··· TASK INPUTS ···
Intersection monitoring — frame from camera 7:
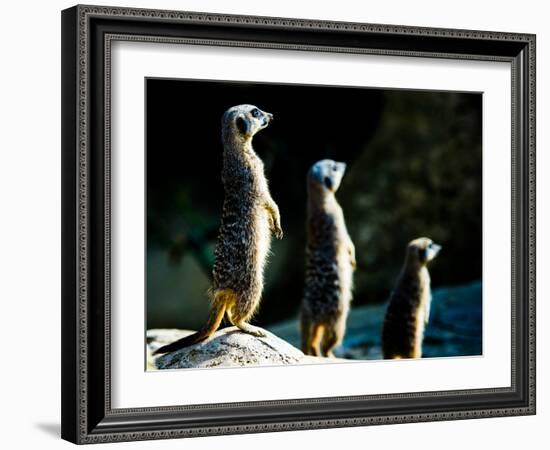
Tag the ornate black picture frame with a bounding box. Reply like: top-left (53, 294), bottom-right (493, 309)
top-left (62, 6), bottom-right (535, 444)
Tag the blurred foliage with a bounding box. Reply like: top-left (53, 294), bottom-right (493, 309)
top-left (146, 79), bottom-right (482, 328)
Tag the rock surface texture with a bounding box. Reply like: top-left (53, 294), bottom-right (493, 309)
top-left (147, 327), bottom-right (342, 370)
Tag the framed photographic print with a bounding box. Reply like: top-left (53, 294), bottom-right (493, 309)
top-left (62, 6), bottom-right (535, 443)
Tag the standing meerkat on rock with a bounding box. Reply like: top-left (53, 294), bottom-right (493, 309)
top-left (155, 105), bottom-right (283, 353)
top-left (301, 159), bottom-right (356, 356)
top-left (382, 238), bottom-right (441, 359)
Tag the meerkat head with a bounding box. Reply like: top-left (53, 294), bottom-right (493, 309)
top-left (407, 237), bottom-right (441, 266)
top-left (222, 105), bottom-right (273, 139)
top-left (308, 159), bottom-right (346, 192)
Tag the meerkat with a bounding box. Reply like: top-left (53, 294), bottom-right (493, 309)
top-left (155, 105), bottom-right (283, 353)
top-left (382, 237), bottom-right (441, 359)
top-left (300, 159), bottom-right (356, 357)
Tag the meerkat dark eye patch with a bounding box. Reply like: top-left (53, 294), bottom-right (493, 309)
top-left (235, 116), bottom-right (248, 134)
top-left (418, 248), bottom-right (428, 261)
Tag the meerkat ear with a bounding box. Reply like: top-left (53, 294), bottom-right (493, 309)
top-left (235, 114), bottom-right (249, 134)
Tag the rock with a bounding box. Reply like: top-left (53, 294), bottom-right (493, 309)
top-left (147, 327), bottom-right (348, 369)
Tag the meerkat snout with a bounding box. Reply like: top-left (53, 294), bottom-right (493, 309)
top-left (407, 238), bottom-right (442, 266)
top-left (222, 105), bottom-right (273, 139)
top-left (308, 159), bottom-right (346, 192)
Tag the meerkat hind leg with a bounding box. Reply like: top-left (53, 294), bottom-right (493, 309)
top-left (303, 323), bottom-right (324, 356)
top-left (321, 320), bottom-right (345, 358)
top-left (226, 308), bottom-right (267, 337)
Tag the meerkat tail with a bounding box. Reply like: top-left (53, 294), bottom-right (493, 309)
top-left (153, 291), bottom-right (228, 355)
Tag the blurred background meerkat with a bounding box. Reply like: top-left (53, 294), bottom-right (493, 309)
top-left (301, 159), bottom-right (356, 356)
top-left (382, 237), bottom-right (441, 359)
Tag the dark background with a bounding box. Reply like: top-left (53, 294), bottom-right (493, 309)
top-left (146, 79), bottom-right (482, 329)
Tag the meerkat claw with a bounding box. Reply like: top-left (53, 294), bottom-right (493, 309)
top-left (237, 322), bottom-right (267, 337)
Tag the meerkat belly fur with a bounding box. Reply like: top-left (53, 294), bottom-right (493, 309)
···
* _TASK_
Copy out, word for word, the records from the line containing "Tag the rock with" through the line containing "top-left (147, 327), bottom-right (348, 369)", both of those lines included.

* _ANSWER FOR THIS EXERCISE_
Tag the rock with a bounding box. Reply like: top-left (53, 294), bottom-right (493, 309)
top-left (147, 327), bottom-right (348, 369)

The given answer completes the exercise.